→ **ROWS**:
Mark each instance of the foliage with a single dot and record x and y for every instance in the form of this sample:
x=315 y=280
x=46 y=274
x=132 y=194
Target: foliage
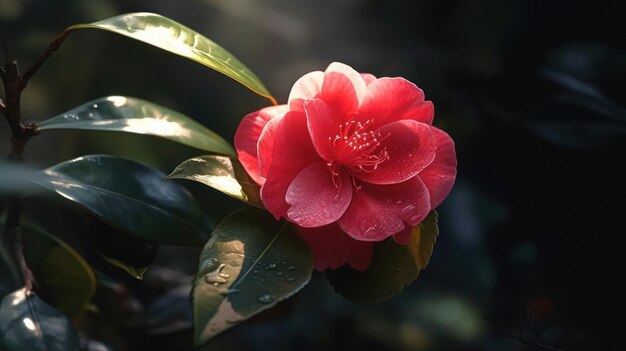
x=125 y=209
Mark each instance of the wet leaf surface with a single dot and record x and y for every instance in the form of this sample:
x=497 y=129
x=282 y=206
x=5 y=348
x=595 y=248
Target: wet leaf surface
x=132 y=115
x=251 y=263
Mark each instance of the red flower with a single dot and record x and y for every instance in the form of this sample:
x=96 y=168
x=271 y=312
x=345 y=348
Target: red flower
x=350 y=159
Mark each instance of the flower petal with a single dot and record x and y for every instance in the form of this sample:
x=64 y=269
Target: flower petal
x=292 y=152
x=322 y=123
x=368 y=78
x=343 y=89
x=403 y=237
x=247 y=138
x=439 y=176
x=411 y=148
x=379 y=211
x=315 y=199
x=307 y=87
x=265 y=146
x=332 y=248
x=393 y=99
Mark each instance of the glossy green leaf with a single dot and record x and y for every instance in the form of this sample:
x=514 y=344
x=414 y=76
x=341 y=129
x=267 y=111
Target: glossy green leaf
x=131 y=197
x=251 y=262
x=15 y=178
x=131 y=254
x=221 y=173
x=135 y=272
x=28 y=323
x=172 y=36
x=10 y=278
x=132 y=115
x=60 y=272
x=393 y=266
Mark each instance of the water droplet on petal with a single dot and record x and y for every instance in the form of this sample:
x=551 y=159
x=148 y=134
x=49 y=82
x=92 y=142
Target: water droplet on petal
x=407 y=209
x=265 y=299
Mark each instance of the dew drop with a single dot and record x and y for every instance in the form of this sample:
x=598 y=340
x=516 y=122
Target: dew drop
x=230 y=292
x=210 y=264
x=216 y=276
x=407 y=209
x=414 y=219
x=265 y=299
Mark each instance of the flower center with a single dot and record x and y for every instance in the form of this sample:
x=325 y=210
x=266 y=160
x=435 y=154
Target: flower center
x=357 y=148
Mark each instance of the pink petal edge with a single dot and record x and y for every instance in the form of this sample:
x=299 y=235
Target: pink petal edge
x=440 y=175
x=314 y=197
x=380 y=211
x=247 y=137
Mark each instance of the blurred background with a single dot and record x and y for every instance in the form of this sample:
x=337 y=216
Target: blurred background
x=532 y=91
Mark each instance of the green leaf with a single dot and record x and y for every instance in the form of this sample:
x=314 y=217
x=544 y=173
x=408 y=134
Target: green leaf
x=222 y=173
x=10 y=278
x=16 y=179
x=171 y=36
x=393 y=266
x=131 y=197
x=251 y=262
x=128 y=253
x=28 y=323
x=61 y=273
x=132 y=115
x=135 y=272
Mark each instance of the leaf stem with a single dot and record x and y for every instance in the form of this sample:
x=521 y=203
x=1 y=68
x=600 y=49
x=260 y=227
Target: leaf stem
x=53 y=46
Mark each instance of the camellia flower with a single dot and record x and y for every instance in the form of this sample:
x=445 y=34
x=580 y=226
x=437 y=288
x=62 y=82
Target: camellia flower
x=351 y=159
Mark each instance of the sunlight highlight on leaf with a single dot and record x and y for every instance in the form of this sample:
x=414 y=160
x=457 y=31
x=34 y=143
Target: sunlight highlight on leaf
x=132 y=115
x=221 y=173
x=174 y=37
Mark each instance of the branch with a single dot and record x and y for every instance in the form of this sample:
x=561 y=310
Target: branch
x=54 y=45
x=534 y=343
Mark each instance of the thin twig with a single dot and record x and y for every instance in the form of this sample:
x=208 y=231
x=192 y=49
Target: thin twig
x=54 y=45
x=535 y=343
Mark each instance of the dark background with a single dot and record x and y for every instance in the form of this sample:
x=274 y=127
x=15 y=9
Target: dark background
x=533 y=92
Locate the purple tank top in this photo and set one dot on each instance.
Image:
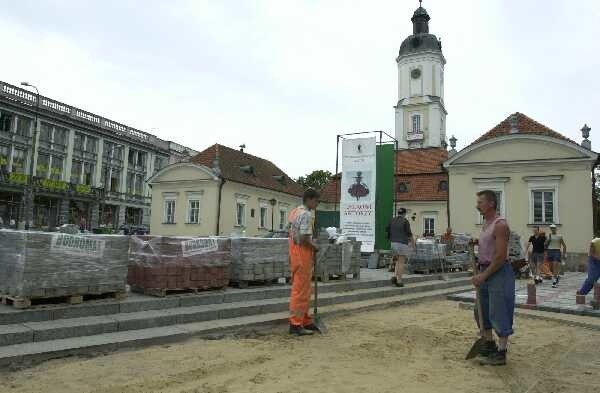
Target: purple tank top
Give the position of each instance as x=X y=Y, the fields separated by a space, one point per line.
x=487 y=242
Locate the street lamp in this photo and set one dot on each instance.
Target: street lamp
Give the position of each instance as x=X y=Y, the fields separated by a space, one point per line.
x=29 y=197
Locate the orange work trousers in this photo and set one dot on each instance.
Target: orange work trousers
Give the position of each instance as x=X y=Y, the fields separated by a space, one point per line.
x=301 y=264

→ **INSTRUCTION**: Copy out every line of the listing between the lines holding "Mark each instance of the sunlight" and "x=535 y=343", inclusive. Leave the wording and the sample coordinates unchanged, and multiply each x and y in the answer points by 0.65, rounding to whole numbers with halves going up.

→ **RESULT OF THIS EXERCISE**:
Mark each instance of the sunlight highlight on leaf with a single dot and record x and y for every instance in the form of this sample:
x=414 y=160
x=457 y=31
x=34 y=143
Target: sunlight highlight on leaf
x=86 y=75
x=144 y=112
x=113 y=24
Mark each instance of the branch with a single dot and record x and y for every instance in the form of this sample:
x=561 y=310
Target: branch
x=35 y=29
x=347 y=223
Mark each instance of the thin twig with a single dot and record x and y for every instance in the form of this sample:
x=208 y=231
x=192 y=49
Target: thin twig
x=35 y=29
x=348 y=223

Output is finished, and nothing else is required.